- [TEXTO PARA LEITURA]
________

A capital paulista talvez tenha visto no domingo, dia 1º de abril, o maior espetáculo gerado por um show único de rock desde que os artistas internacionais chegaram ao Brasil para apresentações ao ar livre. Para um público de 70 mil pessoas no Estádio do Morumbi, o cantor britânico Roger Waters, ex-Pink Floyd, trouxe finalmente a turnê do megaclássico disco “The Wall” a São Paulo, proporcionando aos fãs um momento que eles jamais esquecerão e que será contado, por quem teve o privilégio de assistir, para filhos e netos no futuro.

Com uma estrutura impecável e planejada nos mínimos detalhes, o público foi presenteado durante quase duas horas e meia de evento com um show hipnotizante, repleto de luzes, efeitos sonoros e visuais de altíssima qualidade e, claro, com o bom e velho rock n’ roll de fundo. Na saída do Morumbi, muitos não tinham palavras para descrever o que haviam assistido, já que, de maneira incrível, todos ainda estavam em êxtase, tamanha a quantidade de informações que haviam captadas pelas suas mentes.

Antes do show, os fãs ansiosos já haviam lido as resenhas das ótimas apresentações de Roger Waters em Porto Alegre e no Rio de Janeiro. Muitos também lembravam que o ex-baixista do Pink Floyd tinha há pouco tempo lotado nada menos que 9 shows em Buenos Aires, quebrando um recorde que era dos Rolling Stones na Argentina em 1995, quando o grande grupo havia feito cinco shows consecutivos lotados.

Não existia dúvida alguma, portanto, que o evento em São Paulo não era algo comum. Se fôssemos comparar com o generoso cenário dos últimos três anos na cidade, o show de Roger Waters já havia ganho o status de grande evento roqueiro da temporada, de maneira idêntica às apresentações do AC/DC em 2009, de Paul McCartney em 2010 e do U2 em 2011, com sua 360º World Tour. Até então, por sinal, este último havia sido reconhecido por muitos como a mais espetacular experiência gerada por um show de rock na capital paulista.

________

- [QUESTÃO CURTA]
Repita sem alterações o trecho do texto sobre o show de Roger Waters que começa nas palavras "Não existia dúvida" e vai até "na capital paulista.", inclusive. Os registros não têm relação com o texto sobre o show de Roger Waters.

- [REGISTROS FORNECIDOS]
________

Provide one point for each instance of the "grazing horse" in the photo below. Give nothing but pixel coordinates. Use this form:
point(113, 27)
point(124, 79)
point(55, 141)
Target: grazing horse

________

- [RESPOSTA CORRETA]
Não existia dúvida alguma, portanto, que o evento em São Paulo não era algo comum. Se fôssemos comparar com o generoso cenário dos últimos três anos na cidade, o show de Roger Waters já havia ganho o status de grande evento roqueiro da temporada, de maneira idêntica às apresentações do AC/DC em 2009, de Paul McCartney em 2010 e do U2 em 2011, com sua 360º World Tour. Até então, por sinal, este último havia sido reconhecido por muitos como a mais espetacular experiência gerada por um show de rock na capital paulista.